GIVEN TASK :: Tally the lines in the records below that contain the word "water" and give only that number.
---------- INPUT
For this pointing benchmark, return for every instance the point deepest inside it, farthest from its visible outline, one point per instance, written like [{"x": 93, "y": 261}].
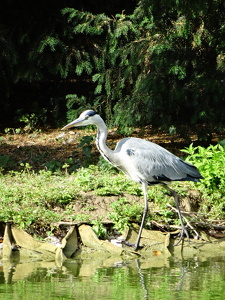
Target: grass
[{"x": 36, "y": 199}]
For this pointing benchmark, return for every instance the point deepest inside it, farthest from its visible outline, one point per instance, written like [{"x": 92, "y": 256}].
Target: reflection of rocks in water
[{"x": 80, "y": 241}]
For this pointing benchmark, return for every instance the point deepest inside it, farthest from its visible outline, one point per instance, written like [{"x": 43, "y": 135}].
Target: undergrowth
[{"x": 37, "y": 200}]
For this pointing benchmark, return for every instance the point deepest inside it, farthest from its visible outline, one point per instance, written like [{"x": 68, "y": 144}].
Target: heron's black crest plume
[{"x": 144, "y": 162}]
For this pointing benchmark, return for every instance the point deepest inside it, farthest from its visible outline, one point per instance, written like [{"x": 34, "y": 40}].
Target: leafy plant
[{"x": 211, "y": 164}]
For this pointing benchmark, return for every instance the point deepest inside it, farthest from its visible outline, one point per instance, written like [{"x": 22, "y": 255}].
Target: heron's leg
[
  {"x": 183, "y": 228},
  {"x": 145, "y": 189}
]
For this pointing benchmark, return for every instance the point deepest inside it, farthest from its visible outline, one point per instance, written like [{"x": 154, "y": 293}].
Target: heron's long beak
[{"x": 74, "y": 123}]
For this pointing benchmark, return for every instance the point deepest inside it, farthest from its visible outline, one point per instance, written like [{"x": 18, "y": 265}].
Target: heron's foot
[
  {"x": 135, "y": 246},
  {"x": 182, "y": 235}
]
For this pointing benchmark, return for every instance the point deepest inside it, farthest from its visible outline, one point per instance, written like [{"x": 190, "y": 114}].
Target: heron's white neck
[{"x": 101, "y": 141}]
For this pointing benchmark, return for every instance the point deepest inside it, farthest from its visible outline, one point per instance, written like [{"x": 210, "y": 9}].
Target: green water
[{"x": 194, "y": 278}]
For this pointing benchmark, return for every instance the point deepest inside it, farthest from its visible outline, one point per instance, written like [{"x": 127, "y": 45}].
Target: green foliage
[
  {"x": 211, "y": 164},
  {"x": 163, "y": 61}
]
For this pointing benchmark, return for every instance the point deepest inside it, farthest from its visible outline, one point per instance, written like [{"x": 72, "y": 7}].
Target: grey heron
[{"x": 144, "y": 162}]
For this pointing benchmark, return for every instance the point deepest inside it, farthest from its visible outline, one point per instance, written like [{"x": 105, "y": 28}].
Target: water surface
[{"x": 110, "y": 278}]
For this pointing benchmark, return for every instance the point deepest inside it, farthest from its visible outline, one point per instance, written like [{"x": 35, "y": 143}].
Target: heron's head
[{"x": 88, "y": 117}]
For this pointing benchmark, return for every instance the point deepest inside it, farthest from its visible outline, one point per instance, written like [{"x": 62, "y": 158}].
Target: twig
[{"x": 187, "y": 222}]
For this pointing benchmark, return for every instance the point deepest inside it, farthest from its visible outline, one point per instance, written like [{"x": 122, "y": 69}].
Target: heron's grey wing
--------------------
SOLUTION TO THIS TASK :: 3